Photo-based referring expression data:
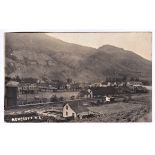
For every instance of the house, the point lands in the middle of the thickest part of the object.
(74, 110)
(109, 99)
(101, 91)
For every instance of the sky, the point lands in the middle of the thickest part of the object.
(138, 42)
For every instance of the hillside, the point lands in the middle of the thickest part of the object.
(37, 55)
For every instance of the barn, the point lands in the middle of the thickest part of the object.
(74, 110)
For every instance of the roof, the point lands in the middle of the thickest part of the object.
(78, 108)
(103, 90)
(12, 84)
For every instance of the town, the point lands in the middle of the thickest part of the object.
(124, 99)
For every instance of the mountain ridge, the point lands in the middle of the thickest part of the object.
(37, 55)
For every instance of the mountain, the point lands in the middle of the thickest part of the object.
(37, 55)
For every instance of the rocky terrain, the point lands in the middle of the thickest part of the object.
(37, 55)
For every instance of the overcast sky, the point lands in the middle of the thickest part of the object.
(139, 43)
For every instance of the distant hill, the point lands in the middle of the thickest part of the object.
(37, 55)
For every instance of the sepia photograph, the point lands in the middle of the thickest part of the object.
(78, 77)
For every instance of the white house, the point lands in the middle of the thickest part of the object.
(74, 110)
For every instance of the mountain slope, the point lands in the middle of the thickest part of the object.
(37, 55)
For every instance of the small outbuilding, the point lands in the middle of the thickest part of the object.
(74, 110)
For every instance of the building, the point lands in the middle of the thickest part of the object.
(101, 91)
(74, 110)
(11, 91)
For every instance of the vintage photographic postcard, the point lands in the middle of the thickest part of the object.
(78, 77)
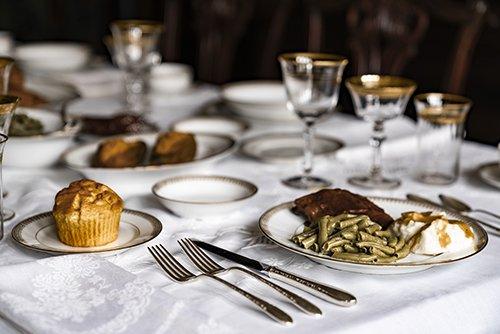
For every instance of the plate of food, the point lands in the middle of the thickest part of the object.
(373, 235)
(87, 217)
(135, 162)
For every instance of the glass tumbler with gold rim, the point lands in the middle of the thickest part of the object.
(8, 105)
(440, 130)
(312, 82)
(378, 98)
(135, 49)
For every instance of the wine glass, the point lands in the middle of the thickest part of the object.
(312, 82)
(6, 64)
(7, 106)
(135, 49)
(378, 98)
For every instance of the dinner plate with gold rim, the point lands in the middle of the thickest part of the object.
(38, 233)
(279, 224)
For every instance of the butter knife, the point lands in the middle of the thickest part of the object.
(326, 292)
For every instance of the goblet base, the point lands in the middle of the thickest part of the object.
(306, 182)
(371, 183)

**What to work on:** The result should be an exact retyped version of all the entries above, containing no pictures.

**Task response:**
For every instance of the house, the point lands in the middle of the thickest part of the object.
(74, 110)
(109, 99)
(101, 91)
For every instance of the sky, the point lands in the middle of the thickest part of the object.
(138, 42)
For every instance of the hillside, the point lands in the middle of the thickest part of the object.
(37, 55)
For every instance of the barn, the point lands in the middle of the thickest part of the object.
(74, 110)
For every instance of the roof, the point lands in the middle of the thickest part of the object.
(78, 108)
(103, 90)
(12, 84)
For every instance of the town, the point lands in the middle of the thickest part of the object.
(124, 99)
For every instance of the mountain ridge, the point lands in the middle of the thickest part of the object.
(37, 55)
For every instance of the mountain, the point lands in the middle of the thickest part of the object.
(37, 55)
For every instance of the rocky terrain, the point lands in the middle of the thickest part of the object.
(37, 55)
For every instance of the overcast sky, the point lands in the middle of the thickest part of the object.
(139, 43)
For every instance of the distant hill, the point lands in the middle of the thickest part of the object.
(37, 55)
For every instance of the sepia photograph, the point lands in the middle of the thickest part of the object.
(78, 77)
For every instance of the white house, the point lands in the middle of the thickest part of the object.
(74, 110)
For every instance of the mountain slope, the point lands in the middle of the thickest part of the object.
(37, 55)
For every instance of the small outbuilding, the point lands in the middle of the thickest part of the object.
(74, 110)
For every instance of the building, the point lands in the middle of the thickest part of the object.
(101, 91)
(74, 110)
(11, 91)
For every instance of the vintage photographic postcard, the point lands in the middle of the thickest part of the object.
(78, 77)
For every instance of the plate of food, the point lands in the middle of the thickest part of the object.
(373, 235)
(87, 217)
(135, 162)
For every instance of the glass tumbler with gold rim, the point lands in the middle of the thickest part of the object.
(8, 105)
(440, 130)
(312, 82)
(378, 98)
(135, 49)
For every instance of the wine glass, the point lands in the middle of the thickest part of the object.
(312, 82)
(6, 64)
(7, 106)
(135, 49)
(378, 98)
For every instance of the dinner plate with gold rim, the point lands in the middle of the thickest part of the object.
(38, 233)
(279, 224)
For every instance of the butter knife, the point lands in the middle of the thickest part of the object.
(326, 292)
For every instance of the goblet base, the point lands in the middle of the thickest part of the object.
(306, 182)
(371, 183)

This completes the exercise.